- Exercise -
Could you render the listing, from the line containing "Tag each instance of the white lab" through the end of the listing, as a Markdown table with columns named Entry and Text? Skip blank lines and leave the pictures out.

- Data extract -
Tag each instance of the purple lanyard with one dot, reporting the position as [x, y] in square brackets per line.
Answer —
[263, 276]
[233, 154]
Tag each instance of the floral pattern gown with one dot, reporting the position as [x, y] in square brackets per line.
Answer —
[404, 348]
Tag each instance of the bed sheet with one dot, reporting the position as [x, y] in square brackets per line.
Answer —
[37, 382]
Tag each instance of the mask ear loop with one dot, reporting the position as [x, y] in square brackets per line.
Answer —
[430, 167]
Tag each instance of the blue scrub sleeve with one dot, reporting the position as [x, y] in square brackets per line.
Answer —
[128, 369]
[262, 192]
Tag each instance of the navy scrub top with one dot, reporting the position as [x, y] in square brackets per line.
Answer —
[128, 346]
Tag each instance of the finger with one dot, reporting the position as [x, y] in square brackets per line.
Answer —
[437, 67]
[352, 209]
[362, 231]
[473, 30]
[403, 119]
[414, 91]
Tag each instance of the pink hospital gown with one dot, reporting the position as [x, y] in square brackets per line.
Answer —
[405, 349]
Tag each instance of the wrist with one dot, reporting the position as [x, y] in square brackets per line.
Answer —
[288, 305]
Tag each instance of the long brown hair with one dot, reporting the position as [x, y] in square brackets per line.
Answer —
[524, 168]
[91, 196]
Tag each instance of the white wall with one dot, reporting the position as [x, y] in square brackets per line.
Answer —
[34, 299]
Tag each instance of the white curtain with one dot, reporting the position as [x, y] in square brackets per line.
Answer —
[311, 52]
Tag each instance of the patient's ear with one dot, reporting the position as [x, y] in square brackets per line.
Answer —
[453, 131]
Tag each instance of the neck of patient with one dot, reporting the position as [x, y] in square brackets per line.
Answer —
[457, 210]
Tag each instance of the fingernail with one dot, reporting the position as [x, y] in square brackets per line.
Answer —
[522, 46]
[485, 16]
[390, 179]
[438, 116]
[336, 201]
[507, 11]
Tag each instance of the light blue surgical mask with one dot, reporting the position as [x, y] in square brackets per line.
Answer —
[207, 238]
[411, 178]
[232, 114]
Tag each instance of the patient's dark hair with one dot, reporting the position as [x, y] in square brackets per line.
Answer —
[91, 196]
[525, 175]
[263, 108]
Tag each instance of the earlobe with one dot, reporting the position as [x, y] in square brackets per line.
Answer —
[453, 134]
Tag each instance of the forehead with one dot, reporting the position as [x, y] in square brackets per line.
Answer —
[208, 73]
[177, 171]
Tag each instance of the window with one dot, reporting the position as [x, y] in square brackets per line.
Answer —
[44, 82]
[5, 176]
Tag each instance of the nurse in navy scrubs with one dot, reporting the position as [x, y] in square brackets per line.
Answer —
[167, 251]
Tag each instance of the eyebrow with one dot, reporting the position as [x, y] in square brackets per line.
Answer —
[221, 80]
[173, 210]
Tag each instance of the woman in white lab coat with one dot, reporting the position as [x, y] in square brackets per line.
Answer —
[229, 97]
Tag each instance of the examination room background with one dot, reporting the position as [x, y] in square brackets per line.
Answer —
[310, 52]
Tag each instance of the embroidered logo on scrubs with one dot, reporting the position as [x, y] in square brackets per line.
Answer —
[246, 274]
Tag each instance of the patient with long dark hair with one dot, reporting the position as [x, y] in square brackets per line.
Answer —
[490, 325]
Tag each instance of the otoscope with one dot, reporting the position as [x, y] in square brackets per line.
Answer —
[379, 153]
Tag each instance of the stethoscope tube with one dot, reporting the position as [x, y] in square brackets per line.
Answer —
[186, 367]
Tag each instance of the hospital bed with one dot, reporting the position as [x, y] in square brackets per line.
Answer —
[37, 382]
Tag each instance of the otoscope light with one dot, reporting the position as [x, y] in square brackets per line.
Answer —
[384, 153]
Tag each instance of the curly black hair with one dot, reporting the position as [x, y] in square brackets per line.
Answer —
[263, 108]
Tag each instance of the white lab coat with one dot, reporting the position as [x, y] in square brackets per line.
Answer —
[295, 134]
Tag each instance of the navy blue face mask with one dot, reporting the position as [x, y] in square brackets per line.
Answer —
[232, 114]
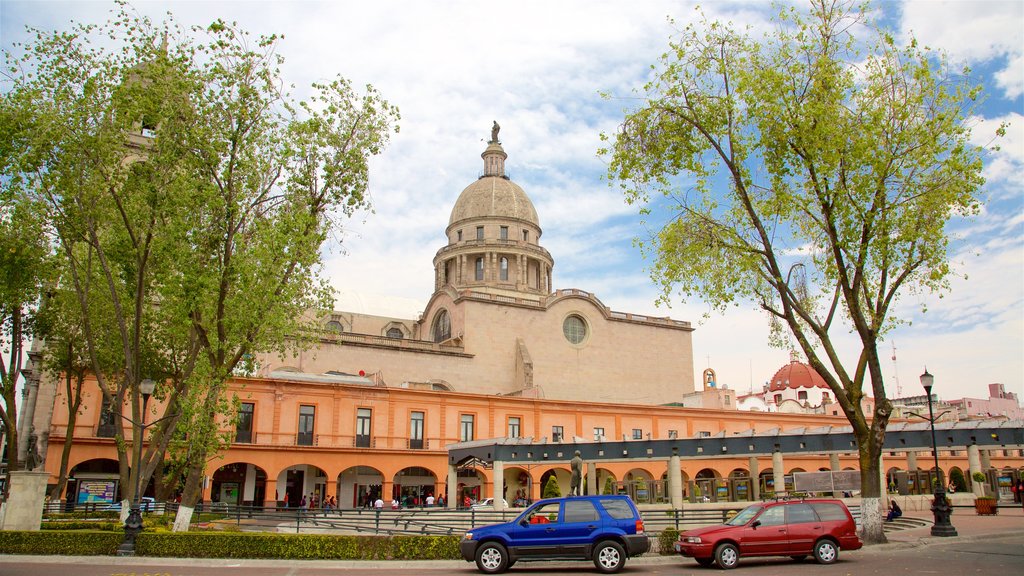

- Result of this exercise -
| Entry | Text |
|---|---|
| 1 | Tag each instance of the white lab coat with one dot, reporting the position as [x, y] in square brackets per line. |
| 2 | Answer — |
| 3 | [295, 134] |
| 4 | Tag each instance of the navy blue face mask with one dot, reporting the position as [x, y] in square brackets per line. |
| 5 | Answer — |
| 6 | [232, 114] |